Source:
----
AP foreign, Saturday November 21 2009 ERIC GORSKI= AMES, Iowa (AP)€”

The sign sits propped on a wooden chair, inviting all comers: "Ask an
Atheist."

Whenever a student gets within a few feet, Anastasia Bodnar waves and
smiles, trying to make a good first impression before eyes drift down
to a word many Americans rank down there with "socialist."

Bodnar is the happy face of atheism at Iowa State University. Once a
week at this booth at a campus community center, the PhD student who
spends most of her time researching the nutritional traits of corn
takes questions and occasional abuse while trying to raise the profile
of religious skepticism.

"A lot of people on campus either don't know we exist or are afraid of
us or hate us," says Bodnar, president of the ISU Atheist and Agnostic
Society. "People assume we're rabble-rousing, when we're one of the
gentlest groups on campus."

As the stigma of atheism has diminished, campus atheists and agnostics
are coming out of the closet, fueling a sharp rise in the number of
clubs like the 10-year-old group at Iowa State.

Campus affiliates of the Secular Student Alliance, a sort of Godless
Campus Crusade for Christ, have multiplied from 80 in 2007 to 100 in
2008 and 174 this fall, providing the atheist movement new training
grounds for future leaders. In another sign of growing acceptance, at
least three universities, including Harvard, now have humanist
chaplains meeting the needs of the not-so-spiritual.

With the growth has come soul-searching - or the atheist equivalent -
about what secular campus groups should look like. It's part of a
broader self-examination in the atheist movement triggered by the rise
of the so-called "new atheists," best-selling authors who denigrate
religion and blame it for the world's ills.

Should student atheist groups go it alone or build bridges with
Christian groups? Organize political protests or quiet discussion
groups? Adopt the militant posture of the new atheists? Or wave and
smile?
----
Records shown:

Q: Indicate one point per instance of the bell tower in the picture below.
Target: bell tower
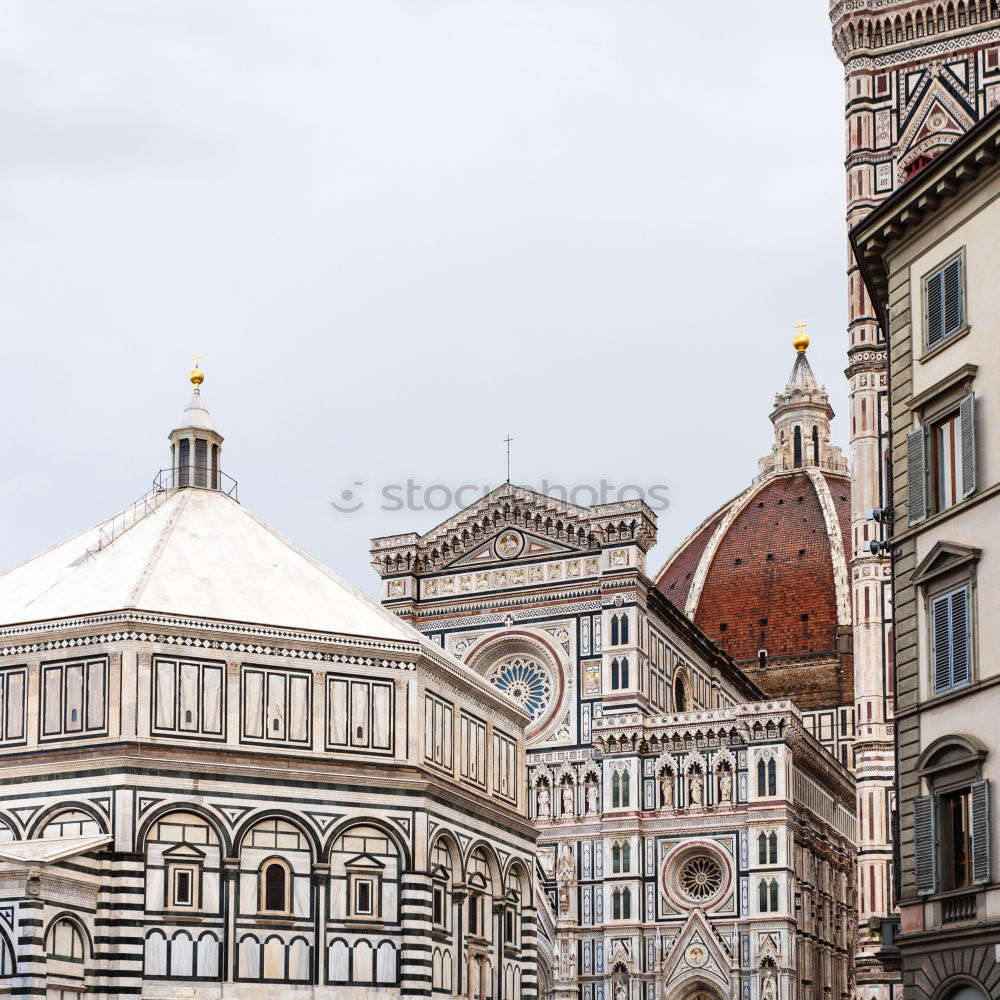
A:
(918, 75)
----
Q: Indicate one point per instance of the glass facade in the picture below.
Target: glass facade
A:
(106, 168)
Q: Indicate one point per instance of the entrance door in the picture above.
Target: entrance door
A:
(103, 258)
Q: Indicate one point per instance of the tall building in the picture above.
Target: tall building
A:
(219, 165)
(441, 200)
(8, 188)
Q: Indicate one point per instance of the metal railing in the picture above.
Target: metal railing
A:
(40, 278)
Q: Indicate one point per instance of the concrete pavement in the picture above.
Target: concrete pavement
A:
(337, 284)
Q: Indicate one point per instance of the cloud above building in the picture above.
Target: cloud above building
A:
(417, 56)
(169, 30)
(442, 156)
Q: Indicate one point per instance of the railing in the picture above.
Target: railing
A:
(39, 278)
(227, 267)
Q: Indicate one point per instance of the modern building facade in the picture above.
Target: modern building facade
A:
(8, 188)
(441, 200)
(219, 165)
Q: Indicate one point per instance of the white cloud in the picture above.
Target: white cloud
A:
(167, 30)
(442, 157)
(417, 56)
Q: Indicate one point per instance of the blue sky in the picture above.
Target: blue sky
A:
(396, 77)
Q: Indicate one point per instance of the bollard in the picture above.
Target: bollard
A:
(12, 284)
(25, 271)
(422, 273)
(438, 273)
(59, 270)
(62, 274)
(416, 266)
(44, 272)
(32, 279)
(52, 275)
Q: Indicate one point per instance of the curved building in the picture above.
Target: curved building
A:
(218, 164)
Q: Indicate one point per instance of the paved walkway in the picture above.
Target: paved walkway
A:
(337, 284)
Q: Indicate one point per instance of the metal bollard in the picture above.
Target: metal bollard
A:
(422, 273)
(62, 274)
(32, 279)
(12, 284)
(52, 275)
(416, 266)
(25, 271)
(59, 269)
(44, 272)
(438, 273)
----
What is asked: Quote the article on campus atheist groups from "With the growth" to "the world's ills.".

Solution to this task:
With the growth has come soul-searching - or the atheist equivalent -
about what secular campus groups should look like. It's part of a
broader self-examination in the atheist movement triggered by the rise
of the so-called "new atheists," best-selling authors who denigrate
religion and blame it for the world's ills.